[Dataset records on object locations]
....................
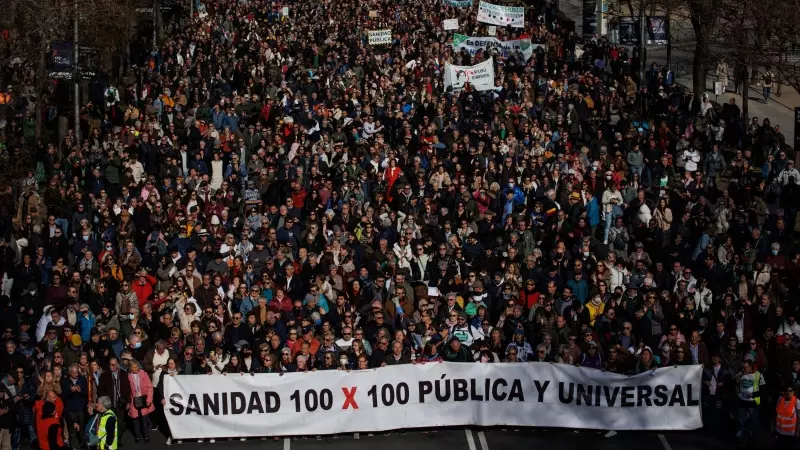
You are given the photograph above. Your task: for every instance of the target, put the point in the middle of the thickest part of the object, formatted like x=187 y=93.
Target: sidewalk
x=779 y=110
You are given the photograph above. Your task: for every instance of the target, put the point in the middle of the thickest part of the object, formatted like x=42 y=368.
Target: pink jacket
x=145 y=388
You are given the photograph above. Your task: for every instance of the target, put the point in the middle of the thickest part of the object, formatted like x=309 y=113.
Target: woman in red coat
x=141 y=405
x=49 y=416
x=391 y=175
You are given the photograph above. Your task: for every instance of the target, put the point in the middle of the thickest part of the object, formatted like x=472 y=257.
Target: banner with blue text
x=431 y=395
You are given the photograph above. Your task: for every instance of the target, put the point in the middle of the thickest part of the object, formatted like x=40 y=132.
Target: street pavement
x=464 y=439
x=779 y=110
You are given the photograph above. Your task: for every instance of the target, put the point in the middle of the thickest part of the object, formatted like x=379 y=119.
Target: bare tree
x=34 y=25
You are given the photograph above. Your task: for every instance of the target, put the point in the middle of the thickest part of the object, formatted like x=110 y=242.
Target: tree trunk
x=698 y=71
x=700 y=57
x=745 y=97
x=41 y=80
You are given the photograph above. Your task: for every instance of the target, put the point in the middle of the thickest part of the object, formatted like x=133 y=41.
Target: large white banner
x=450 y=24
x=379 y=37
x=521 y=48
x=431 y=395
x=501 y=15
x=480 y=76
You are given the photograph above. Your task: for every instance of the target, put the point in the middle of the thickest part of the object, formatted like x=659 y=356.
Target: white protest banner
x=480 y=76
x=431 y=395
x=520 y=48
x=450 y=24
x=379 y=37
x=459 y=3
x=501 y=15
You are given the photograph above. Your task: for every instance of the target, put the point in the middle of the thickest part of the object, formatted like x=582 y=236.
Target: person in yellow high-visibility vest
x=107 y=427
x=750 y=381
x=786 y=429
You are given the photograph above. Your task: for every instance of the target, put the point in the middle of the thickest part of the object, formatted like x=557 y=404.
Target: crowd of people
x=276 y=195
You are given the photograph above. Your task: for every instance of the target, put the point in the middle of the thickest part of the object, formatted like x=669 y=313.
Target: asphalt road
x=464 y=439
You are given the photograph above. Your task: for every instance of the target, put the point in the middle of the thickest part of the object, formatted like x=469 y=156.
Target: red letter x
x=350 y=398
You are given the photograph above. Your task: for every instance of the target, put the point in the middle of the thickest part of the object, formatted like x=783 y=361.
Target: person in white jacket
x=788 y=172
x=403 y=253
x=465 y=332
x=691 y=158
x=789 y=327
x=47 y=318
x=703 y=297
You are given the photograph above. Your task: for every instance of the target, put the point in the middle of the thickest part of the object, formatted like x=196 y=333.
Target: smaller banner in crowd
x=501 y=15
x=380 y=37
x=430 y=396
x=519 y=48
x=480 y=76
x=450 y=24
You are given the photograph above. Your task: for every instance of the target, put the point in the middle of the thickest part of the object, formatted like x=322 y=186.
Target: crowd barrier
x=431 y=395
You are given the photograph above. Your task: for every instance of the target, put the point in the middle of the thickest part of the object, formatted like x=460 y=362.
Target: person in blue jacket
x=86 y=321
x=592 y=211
....................
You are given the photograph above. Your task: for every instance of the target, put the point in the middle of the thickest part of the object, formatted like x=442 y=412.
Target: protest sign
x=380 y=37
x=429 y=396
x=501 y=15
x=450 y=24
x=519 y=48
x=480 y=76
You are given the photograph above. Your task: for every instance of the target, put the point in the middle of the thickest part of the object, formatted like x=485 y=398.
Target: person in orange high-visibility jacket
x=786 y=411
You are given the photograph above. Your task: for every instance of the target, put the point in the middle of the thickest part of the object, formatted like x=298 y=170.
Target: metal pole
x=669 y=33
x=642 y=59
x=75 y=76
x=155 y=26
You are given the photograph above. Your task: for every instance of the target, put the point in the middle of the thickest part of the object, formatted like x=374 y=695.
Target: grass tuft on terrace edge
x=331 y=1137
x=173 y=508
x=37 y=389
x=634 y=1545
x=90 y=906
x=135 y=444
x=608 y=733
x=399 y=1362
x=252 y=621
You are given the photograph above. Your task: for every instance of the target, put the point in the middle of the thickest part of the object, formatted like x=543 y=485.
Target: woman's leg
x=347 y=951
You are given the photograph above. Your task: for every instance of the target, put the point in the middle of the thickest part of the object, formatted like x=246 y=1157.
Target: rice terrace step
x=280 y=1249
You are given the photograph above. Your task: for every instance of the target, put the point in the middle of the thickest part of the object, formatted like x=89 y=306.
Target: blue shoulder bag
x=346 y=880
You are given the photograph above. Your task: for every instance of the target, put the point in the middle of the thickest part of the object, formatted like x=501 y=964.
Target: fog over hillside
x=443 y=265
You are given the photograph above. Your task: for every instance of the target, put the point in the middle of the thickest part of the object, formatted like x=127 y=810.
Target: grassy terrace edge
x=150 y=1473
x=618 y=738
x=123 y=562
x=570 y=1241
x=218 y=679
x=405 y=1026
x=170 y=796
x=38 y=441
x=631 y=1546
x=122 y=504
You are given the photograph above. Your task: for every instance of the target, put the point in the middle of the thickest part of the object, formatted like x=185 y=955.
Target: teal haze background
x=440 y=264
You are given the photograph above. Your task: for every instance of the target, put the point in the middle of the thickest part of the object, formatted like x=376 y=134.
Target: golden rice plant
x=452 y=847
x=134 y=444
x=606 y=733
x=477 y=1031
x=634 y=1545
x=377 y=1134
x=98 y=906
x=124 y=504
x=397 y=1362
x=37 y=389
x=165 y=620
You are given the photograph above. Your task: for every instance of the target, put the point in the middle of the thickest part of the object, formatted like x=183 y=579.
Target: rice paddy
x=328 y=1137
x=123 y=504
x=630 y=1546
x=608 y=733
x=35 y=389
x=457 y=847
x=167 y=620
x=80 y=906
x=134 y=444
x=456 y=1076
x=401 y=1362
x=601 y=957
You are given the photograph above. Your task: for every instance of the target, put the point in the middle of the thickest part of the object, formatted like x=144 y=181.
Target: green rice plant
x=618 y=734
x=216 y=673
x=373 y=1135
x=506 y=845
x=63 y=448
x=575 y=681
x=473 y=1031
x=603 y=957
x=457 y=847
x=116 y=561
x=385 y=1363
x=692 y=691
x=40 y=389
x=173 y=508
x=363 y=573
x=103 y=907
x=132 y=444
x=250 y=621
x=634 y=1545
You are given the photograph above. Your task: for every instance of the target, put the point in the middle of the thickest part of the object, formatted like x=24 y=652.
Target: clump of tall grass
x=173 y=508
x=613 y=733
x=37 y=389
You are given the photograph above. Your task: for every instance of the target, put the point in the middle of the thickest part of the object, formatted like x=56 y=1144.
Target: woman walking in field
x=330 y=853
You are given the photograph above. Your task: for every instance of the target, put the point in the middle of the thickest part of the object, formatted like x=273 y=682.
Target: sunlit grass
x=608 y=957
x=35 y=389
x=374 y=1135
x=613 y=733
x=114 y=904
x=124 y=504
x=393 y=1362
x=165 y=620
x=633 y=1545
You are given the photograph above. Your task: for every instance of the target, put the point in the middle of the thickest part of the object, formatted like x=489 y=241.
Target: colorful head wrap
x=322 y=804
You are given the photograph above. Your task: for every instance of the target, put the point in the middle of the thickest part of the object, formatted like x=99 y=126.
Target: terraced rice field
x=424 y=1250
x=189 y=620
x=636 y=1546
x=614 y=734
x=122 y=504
....................
WRITTEN REQUEST: Give the number of lines in the records above that contain the word "plant". Reply with the number only.

WORKED SOLUTION: 2